--- begin Data listing ---

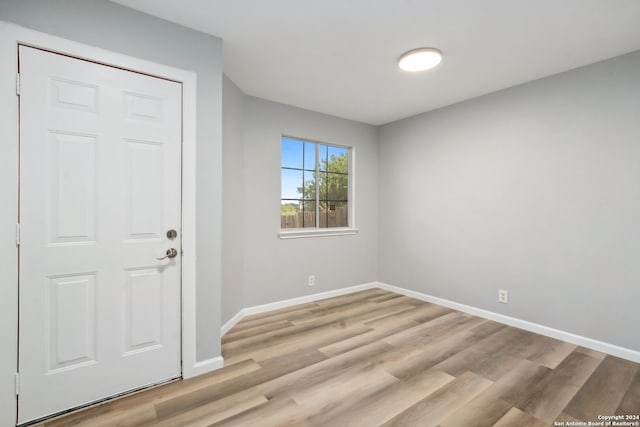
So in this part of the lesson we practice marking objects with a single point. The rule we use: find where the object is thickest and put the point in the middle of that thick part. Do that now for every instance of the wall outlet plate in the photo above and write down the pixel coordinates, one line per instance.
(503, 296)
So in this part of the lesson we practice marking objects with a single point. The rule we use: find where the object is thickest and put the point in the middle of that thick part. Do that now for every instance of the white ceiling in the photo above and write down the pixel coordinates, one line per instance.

--- end Data listing ---
--- begin Data listing ---

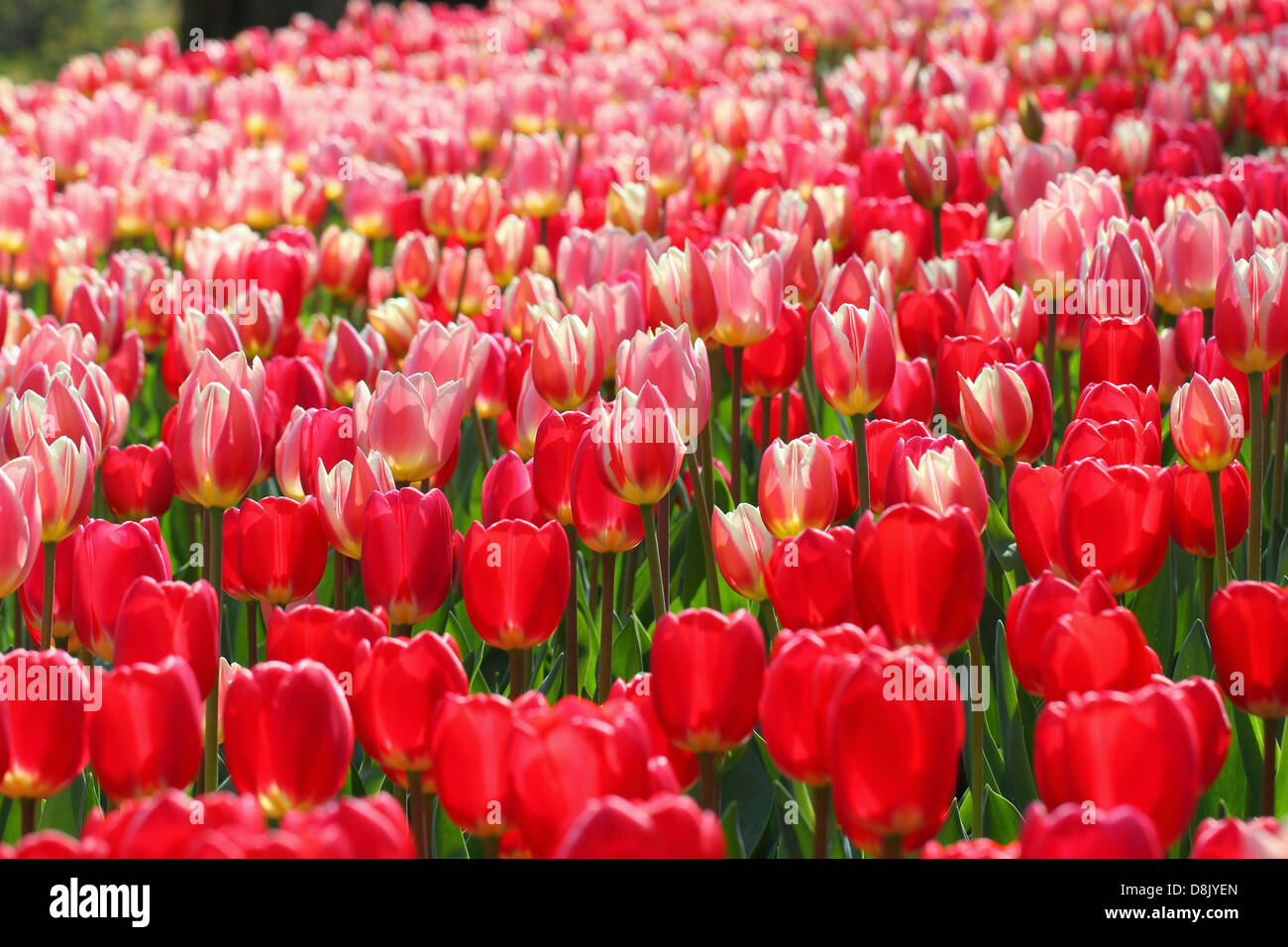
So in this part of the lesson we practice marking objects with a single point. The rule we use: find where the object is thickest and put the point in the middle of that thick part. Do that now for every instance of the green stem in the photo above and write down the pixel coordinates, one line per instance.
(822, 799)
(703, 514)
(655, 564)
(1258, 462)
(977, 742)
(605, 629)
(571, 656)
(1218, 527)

--- end Data listing ---

Count the lines in the data above that contain the word "object", and reply with only that number.

◆ Problem solution:
3